- [LIST OF TASKS]:
1. In the text on arm movement and stability, whose work did closed loop feedback control theory in its modern form originate from?
2. Rewrite the passage on arm movement and stability from "Closed loop feedback" up to and including "over rough terrain.", replacing "searchlight" with "spotlight".

- [GIVEN TEXT]:
───

Why does your body only move a small amount compared with a large movements of your arm? This is described by Newton's equation, Force = mass x acceleration and by equation Distance = ½ Acceleration x time squared.
If you like maths, you can plug in the mass of your arm and the mass of your body. Your arm might be 3 or 4 for Coke bottles ( large sized bottle) worth of weight, but your torso and head is probably 20 or 30 full size Coke bottles worth of mass. If you don't like playing with numbers, this simply means that your body is much heavier than your arm, so when your arm waggles a along way your body only wobbles a bit.
But it is not just stability in terms of wobbling that is at issue here, it is stability in terms of the accuracy and speed that can be achieved in the movement of your arm. This is getting a bit technical, but to understand this more you can consider the difference between a centurion tank and its gun and a musician playing in a string quartet. Even better a comparison is a String Quartet player and the gun on a first world war battleship. There would seem to be no relationship between the two in any way, but there is in terms of closed loop servo control systems. What are closed loop servo control system? It is precisely what allows your brain to, nd your arm or any other part of your body to move in a controlled and meaningful way.
Closed loop feedback control theory in its modern form originated from the work of a biologist looking at how animals, including humans, achieve muscular control. This was soon put to work in the military field during the First World War. If a person can control their arm to pick up a cup of tea, the same scientific method can be used to point your gun accurately at an enemy ship when your ship is rolling from side to side, or two track an enemy aircraft with a sight that a soldier can move, and get a heavy searchlight to follow that motion. So guns on ships became driven by closed loop servo control systems. Similarly, guns on the more modern tanks are aimed and controlled buy closed loop servo control systems, so that the gun can remain pointing accurately at the target while the tank is travelling over rough terrain.
A violinist by comparison is moving their arm in what has to be an accurate motion, whilst balanced on a torso and legs that are moving and swaying from side to side. But it is much more difficult for the human being to do this than to achieve it in the military situations that I described above. What is the difference? The difference is the proportion of weight of the object you're moving compared with the base that the object is attached to.
On a military tank the gun is heavy, but the tank body itself is very much heavier. On a first world war battleship the difference in relative weight is even more extreme. The gunbarrel may weigh several tons, but the base it is mounted or, the whole of the ship and all its superstructure is many thousands of times heavier. In comparison, the torso of a violinist is only ten or twenty times heavier than the arm that is being move backwards and forwards at great speed, even if the violinist is very fat.

───

- [DATA LISTING]:
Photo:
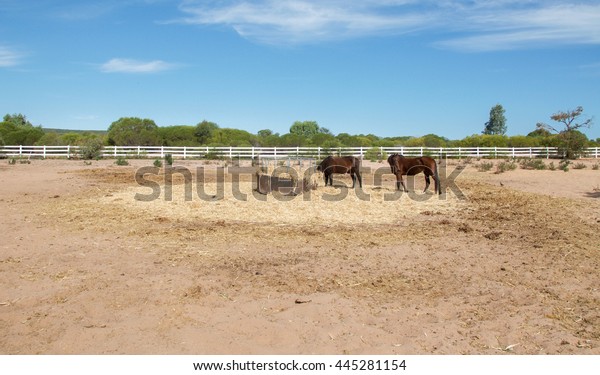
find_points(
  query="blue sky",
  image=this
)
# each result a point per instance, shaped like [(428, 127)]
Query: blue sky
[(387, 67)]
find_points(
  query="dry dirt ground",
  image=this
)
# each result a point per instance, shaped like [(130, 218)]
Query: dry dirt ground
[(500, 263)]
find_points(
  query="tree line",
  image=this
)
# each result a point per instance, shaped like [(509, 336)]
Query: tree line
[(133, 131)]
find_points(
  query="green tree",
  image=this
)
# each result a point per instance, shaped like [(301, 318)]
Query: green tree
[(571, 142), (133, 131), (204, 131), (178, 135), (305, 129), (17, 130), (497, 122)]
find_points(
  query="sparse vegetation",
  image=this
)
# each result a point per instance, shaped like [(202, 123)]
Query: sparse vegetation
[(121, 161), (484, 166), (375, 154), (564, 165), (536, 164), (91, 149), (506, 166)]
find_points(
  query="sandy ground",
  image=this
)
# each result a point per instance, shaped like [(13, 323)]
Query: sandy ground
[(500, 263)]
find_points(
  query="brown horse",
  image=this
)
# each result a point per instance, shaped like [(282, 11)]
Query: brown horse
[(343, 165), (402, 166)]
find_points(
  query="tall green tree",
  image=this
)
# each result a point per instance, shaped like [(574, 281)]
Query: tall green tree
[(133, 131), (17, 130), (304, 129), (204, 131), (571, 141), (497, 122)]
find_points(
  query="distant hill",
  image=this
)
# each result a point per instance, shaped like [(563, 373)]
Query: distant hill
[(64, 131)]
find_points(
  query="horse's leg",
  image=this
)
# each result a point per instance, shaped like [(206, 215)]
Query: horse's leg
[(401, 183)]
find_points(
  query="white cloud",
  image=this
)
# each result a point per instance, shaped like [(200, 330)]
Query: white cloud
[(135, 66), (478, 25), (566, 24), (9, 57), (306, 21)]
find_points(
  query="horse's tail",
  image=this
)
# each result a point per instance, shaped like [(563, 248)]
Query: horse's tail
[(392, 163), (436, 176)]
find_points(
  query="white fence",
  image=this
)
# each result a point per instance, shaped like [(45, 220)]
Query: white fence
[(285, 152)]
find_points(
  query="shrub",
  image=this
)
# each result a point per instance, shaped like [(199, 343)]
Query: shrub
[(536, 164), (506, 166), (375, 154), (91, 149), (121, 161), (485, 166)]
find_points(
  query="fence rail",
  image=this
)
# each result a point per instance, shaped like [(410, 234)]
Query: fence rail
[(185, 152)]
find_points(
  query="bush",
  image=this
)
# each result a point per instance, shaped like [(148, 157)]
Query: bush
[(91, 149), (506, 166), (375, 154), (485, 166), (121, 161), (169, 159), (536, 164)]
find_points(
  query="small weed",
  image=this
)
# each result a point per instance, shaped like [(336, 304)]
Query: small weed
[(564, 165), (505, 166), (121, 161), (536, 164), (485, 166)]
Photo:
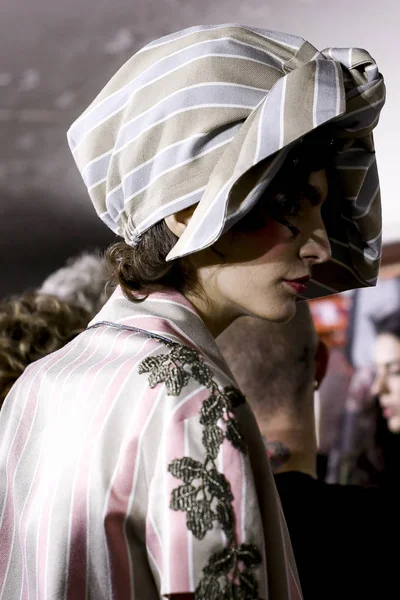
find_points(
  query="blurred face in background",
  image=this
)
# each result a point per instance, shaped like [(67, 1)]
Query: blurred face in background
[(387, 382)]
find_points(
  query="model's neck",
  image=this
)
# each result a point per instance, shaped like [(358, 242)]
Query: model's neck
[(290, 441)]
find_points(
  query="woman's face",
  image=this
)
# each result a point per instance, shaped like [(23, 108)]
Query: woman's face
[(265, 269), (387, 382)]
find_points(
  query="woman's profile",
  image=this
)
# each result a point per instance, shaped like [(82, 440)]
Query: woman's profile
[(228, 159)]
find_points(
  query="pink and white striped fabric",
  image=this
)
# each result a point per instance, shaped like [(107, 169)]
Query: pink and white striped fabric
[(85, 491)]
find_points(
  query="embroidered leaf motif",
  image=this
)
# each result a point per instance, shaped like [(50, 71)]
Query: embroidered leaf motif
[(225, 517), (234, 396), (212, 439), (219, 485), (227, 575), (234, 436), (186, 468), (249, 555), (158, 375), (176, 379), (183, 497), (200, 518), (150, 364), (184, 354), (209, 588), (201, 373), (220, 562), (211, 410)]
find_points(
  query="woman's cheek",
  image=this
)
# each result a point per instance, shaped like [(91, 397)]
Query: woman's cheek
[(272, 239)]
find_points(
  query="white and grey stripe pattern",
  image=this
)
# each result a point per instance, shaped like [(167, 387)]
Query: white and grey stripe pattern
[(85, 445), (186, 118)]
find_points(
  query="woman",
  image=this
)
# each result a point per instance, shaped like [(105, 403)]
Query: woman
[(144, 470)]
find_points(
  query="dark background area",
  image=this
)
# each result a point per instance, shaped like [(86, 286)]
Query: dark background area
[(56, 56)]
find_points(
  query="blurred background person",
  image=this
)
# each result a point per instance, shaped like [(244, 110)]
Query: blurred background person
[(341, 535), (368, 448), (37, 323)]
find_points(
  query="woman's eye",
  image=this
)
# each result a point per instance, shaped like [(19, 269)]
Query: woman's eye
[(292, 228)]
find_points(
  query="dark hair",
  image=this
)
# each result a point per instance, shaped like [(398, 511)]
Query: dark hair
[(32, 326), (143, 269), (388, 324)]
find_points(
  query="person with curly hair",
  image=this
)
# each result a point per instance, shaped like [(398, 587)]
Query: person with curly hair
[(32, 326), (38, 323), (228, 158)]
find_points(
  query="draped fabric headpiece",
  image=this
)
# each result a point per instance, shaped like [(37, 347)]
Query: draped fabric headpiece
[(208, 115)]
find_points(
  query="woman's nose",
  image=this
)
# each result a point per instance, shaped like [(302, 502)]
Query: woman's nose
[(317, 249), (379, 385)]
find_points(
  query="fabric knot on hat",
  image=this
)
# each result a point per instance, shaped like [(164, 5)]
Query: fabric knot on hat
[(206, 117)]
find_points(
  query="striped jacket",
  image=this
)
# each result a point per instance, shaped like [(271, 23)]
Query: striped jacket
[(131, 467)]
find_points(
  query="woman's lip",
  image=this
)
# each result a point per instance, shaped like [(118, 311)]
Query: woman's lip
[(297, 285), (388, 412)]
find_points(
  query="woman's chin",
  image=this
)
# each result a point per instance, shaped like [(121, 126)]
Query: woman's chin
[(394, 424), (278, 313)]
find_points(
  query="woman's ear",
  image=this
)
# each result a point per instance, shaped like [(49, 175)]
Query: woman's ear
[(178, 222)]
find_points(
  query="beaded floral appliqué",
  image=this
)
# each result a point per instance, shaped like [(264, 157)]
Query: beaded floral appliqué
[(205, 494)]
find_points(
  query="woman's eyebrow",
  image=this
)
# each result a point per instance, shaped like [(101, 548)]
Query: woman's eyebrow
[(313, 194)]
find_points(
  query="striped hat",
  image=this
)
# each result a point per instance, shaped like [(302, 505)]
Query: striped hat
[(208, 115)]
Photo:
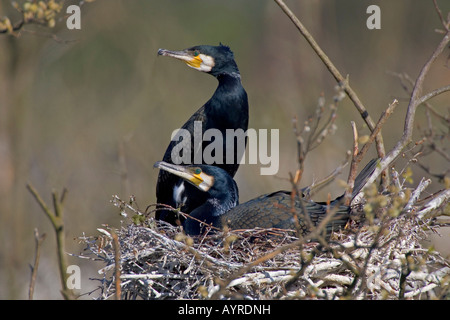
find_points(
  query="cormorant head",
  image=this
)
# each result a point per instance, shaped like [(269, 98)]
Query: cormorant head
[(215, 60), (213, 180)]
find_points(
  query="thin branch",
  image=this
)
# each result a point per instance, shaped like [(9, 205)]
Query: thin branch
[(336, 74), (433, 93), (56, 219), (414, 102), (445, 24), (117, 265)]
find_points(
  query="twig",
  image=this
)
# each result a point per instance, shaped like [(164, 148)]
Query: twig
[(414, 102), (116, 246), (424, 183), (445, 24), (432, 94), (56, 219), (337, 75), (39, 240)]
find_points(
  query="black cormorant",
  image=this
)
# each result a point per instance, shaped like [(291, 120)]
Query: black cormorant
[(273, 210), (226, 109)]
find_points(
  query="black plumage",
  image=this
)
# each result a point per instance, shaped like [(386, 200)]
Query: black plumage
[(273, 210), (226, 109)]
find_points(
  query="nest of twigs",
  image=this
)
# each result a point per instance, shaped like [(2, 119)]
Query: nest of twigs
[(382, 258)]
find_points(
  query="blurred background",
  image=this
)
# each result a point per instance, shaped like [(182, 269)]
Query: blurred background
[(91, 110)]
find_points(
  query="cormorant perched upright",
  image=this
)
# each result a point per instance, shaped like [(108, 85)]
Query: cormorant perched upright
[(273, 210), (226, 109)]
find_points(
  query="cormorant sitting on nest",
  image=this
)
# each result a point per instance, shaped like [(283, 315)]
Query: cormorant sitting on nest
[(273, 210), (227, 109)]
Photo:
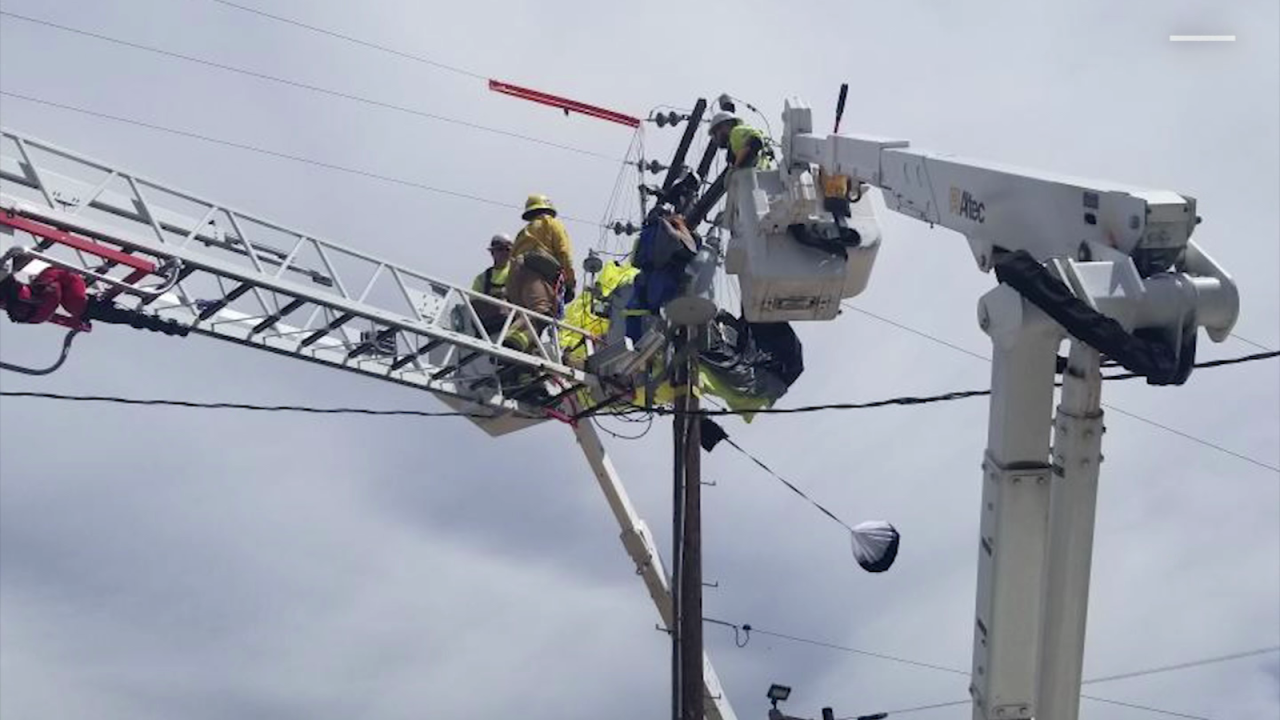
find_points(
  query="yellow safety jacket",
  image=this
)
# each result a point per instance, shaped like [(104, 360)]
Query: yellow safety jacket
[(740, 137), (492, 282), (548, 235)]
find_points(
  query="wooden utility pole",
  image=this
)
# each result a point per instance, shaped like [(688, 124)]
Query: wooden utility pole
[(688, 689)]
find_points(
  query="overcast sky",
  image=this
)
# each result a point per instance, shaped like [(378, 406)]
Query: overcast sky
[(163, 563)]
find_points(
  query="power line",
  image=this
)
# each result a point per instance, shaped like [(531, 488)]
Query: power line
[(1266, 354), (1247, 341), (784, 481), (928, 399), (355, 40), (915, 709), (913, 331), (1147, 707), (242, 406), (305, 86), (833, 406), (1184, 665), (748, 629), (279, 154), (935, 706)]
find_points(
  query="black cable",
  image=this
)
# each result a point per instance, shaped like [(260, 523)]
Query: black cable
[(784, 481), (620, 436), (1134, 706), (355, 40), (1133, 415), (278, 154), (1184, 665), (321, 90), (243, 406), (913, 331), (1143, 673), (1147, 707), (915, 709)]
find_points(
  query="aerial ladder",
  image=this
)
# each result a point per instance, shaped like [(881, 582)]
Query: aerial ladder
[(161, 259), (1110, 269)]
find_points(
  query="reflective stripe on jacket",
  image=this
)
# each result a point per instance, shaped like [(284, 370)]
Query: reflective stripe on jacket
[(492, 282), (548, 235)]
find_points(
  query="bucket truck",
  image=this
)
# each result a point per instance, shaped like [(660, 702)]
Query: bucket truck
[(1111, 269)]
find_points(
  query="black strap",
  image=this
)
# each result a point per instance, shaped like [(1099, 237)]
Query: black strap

───

- [ANSWERS TO THE PROBLEMS]:
1. It originated from the work of a biologist looking at how animals, including humans, achieve muscular control.

2.
Closed loop feedback control theory in its modern form originated from the work of a biologist looking at how animals, including humans, achieve muscular control. This was soon put to work in the military field during the First World War. If a person can control their arm to pick up a cup of tea, the same scientific method can be used to point your gun accurately at an enemy ship when your ship is rolling from side to side, or two track an enemy aircraft with a sight that a soldier can move, and get a heavy spotlight to follow that motion. So guns on ships became driven by closed loop servo control systems. Similarly, guns on the more modern tanks are aimed and controlled buy closed loop servo control systems, so that the gun can remain pointing accurately at the target while the tank is travelling over rough terrain.